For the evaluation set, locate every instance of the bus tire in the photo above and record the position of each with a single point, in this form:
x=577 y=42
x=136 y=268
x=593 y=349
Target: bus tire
::::
» **REQUIREMENT**
Pull out each line of the material above that contains the string "tire". Only matches with the same uppercase and lowercase letters count.

» **TASK RESULT**
For the evaluation set, locate every instance of the bus tire in the photo above and record the position of each with a single point, in this form:
Target: bus tire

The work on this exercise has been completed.